Quand le riz devient un produit financier
Les denrées alimentaires, dernier refuge de la spéculation
Jean Ziegler

On le savait déjà, l'économie de marché se soucie moins de la qualité de vie des populations des pays dits « en voie de développement » que du profit qu'elle peut générer en les exploitant, sans trop prêter attention aux conséquences humaines. Un exemple, parmi tant d'autres : la Banque mondiale qui encourage la razzia sur les terres agricoles du monde entier (voir le billet du Diplo correspondant).

Les ressources de la planète pourraient nourrir douze milliards d’êtres humains (4), mais la spéculation et la mainmise des multinationales sur les matières premières sont à l'origine d'une pénurie alimentaire. Conséquence : chaque être humain qui meurt de faim est assassiné. C'est ce qu'affirme Jean Ziegler, ancien rapporteur spécial de l’ONU pour le droit à l’alimentation, en dénonçant ce qu'il appelle une « destruction massive » par les marchés financiers, mécanismes construits par l’Homme et que seul l’Homme peut renverser.

────

**Petite tâche 1**
Dites par oui ou par non si chaque énoncé concorde avec l'extrait sur la spéculation alimentaire, en citant mot pour mot le passage qui tranche : (a) Jean Ziegler a été rapporteur spécial de l'ONU pour le droit à l'alimentation ; (b) les ressources de la planète pourraient nourrir douze milliards d'êtres humains ; (c) la Banque mondiale s'oppose à la razzia sur les terres agricoles.
Le texte et les lignes ne proviennent pas de la même source.

Relevés d'annotations de coordonnées:

────

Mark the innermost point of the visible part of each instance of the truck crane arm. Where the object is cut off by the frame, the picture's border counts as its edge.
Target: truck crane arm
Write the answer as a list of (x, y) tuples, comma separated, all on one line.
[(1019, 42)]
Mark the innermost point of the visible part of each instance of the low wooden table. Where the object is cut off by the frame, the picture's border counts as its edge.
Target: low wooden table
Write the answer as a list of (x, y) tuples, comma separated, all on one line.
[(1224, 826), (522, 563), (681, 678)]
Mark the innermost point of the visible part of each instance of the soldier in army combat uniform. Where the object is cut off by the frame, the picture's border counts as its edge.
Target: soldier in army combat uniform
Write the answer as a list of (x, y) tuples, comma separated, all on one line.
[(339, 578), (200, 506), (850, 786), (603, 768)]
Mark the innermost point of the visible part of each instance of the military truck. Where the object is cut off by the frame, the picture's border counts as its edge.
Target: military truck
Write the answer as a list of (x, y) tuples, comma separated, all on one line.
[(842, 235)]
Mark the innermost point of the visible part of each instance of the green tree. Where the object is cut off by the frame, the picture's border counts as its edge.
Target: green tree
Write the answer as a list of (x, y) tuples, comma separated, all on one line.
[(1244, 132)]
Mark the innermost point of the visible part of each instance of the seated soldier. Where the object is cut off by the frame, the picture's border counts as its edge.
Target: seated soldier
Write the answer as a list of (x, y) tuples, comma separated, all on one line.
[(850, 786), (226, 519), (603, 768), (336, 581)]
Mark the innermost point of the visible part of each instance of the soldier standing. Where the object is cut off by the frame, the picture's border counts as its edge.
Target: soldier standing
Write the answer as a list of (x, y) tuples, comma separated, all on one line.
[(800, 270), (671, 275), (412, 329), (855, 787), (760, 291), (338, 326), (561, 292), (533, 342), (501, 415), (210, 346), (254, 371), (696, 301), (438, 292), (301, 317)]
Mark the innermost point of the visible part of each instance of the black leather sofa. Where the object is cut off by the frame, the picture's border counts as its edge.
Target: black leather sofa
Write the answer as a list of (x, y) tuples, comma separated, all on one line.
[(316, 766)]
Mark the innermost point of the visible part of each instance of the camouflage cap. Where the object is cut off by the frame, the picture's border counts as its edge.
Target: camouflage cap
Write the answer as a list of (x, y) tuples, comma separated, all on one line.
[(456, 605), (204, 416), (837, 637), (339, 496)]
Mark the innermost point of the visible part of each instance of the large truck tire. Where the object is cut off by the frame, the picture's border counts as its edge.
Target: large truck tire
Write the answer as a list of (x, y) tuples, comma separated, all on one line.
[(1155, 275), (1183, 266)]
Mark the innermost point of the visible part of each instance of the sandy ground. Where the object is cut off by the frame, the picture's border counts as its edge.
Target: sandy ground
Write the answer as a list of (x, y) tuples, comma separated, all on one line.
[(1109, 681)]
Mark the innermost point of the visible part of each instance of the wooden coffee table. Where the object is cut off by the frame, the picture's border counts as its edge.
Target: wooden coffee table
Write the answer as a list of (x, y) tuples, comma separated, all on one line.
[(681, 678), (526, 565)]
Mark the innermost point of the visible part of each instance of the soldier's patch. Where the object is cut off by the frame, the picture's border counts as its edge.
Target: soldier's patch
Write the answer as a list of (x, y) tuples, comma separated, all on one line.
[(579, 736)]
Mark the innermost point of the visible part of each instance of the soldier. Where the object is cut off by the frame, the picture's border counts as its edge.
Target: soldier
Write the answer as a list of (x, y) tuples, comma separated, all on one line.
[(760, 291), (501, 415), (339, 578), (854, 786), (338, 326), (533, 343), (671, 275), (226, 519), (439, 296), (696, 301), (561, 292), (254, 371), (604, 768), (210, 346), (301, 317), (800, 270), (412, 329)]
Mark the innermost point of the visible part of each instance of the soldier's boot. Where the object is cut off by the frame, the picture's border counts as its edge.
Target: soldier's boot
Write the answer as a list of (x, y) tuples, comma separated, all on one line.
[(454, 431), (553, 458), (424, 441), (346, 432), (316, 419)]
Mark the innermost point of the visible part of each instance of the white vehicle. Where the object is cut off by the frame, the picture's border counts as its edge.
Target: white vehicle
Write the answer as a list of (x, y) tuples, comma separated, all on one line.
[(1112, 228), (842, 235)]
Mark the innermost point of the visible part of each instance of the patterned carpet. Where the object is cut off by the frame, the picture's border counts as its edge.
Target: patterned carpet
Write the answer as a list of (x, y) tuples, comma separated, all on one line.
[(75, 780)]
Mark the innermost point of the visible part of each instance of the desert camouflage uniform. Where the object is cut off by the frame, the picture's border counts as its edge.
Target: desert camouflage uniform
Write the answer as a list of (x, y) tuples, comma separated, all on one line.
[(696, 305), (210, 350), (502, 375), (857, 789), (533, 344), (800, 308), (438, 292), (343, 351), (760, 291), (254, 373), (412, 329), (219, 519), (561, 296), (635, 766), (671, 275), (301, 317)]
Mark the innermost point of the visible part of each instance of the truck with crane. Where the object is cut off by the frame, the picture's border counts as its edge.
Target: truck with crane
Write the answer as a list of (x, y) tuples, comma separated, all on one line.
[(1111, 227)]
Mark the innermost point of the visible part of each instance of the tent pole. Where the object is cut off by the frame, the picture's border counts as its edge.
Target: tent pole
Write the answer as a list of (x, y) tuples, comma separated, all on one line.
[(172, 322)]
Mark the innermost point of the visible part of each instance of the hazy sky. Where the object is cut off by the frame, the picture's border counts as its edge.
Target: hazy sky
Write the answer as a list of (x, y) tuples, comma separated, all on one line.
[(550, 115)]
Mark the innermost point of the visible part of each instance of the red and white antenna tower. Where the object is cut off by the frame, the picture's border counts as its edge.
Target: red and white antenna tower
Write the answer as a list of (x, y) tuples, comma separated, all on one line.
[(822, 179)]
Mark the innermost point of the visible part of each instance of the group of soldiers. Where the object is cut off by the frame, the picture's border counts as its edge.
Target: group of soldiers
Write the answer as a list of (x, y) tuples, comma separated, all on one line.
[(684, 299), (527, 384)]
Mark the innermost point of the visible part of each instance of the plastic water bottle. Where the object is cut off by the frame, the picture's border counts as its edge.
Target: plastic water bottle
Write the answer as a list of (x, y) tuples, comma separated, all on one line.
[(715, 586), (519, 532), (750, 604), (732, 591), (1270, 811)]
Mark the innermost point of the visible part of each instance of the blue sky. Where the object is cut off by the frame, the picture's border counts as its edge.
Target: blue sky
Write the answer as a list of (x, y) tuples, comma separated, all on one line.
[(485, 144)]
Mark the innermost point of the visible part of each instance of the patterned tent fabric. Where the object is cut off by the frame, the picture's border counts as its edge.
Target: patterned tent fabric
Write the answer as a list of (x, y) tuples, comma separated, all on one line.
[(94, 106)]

────

**Petite tâche 2**
Recopiez à l'identique les lignes placées après l'extrait, de la toute première jusqu'à celle qui contient « [(339, 578), (200, 506), (850, 786), (603, 768)] », les deux bornes comprises.

**Résultat obtenu 1**
(a) Oui : « ancien rapporteur spécial de l’ONU pour le droit à l’alimentation »
(b) Oui : « Les ressources de la planète pourraient nourrir douze milliards d’êtres humains »
(c) Non : « la Banque mondiale qui encourage la razzia sur les terres agricoles du monde entier »

**Résultat obtenu 2**
Mark the innermost point of the visible part of each instance of the truck crane arm. Where the object is cut off by the frame, the picture's border counts as its edge.
Target: truck crane arm
Write the answer as a list of (x, y) tuples, comma separated, all on one line.
[(1019, 42)]
Mark the innermost point of the visible part of each instance of the low wooden table. Where the object is cut off by the frame, the picture's border counts as its edge.
Target: low wooden table
Write the answer as a list of (x, y) tuples, comma separated, all on one line.
[(1224, 826), (522, 563), (681, 678)]
Mark the innermost point of the visible part of each instance of the soldier in army combat uniform. Where the object is cut off by the frame, the picture's border counts as its edge.
Target: soldier in army combat uniform
Write the answer as a list of (x, y) tuples, comma separated, all on one line.
[(339, 578), (200, 506), (850, 786), (603, 768)]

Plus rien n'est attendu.